### WHAT IS NEEDED
Give a bare count of the lines with "raised" in the material below.

[[ SUPPLIED MATERIAL open ]]

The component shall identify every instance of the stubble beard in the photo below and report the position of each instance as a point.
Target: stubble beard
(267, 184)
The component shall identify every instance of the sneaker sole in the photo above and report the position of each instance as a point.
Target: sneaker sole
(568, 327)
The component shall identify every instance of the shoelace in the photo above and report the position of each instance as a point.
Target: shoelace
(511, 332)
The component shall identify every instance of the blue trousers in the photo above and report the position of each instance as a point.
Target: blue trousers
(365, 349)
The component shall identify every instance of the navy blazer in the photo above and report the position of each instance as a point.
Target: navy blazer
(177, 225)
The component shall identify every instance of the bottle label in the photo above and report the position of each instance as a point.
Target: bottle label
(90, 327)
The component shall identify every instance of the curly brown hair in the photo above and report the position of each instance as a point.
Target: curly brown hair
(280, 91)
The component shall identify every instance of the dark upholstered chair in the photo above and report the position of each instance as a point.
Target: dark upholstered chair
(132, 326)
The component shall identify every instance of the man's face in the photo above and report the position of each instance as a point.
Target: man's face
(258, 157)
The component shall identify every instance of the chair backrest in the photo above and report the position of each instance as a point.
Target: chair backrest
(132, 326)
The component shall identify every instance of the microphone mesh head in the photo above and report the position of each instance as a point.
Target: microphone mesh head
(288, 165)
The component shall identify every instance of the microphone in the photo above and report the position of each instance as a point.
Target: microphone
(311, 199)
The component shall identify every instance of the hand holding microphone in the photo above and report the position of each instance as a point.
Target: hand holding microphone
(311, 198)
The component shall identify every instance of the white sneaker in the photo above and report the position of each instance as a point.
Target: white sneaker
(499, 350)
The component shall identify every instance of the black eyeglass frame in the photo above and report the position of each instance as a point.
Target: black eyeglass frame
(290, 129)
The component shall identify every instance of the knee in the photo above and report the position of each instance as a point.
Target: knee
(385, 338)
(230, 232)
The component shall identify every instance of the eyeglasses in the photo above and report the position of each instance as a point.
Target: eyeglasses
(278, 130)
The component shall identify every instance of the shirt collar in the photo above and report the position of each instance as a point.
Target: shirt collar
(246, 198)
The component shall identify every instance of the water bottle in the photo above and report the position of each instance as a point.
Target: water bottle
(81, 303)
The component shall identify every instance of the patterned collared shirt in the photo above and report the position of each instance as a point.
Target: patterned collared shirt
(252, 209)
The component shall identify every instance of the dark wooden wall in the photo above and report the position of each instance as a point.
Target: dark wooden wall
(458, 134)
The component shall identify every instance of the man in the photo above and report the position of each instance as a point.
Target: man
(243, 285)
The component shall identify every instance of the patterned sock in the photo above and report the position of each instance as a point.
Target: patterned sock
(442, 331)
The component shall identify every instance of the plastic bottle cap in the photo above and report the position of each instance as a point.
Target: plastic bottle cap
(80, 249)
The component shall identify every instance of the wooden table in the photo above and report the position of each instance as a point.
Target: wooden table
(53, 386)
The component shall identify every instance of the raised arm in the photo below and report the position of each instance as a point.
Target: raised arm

[[ SUPPLIED MATERIAL closed ]]

### EXERCISE RESULT
2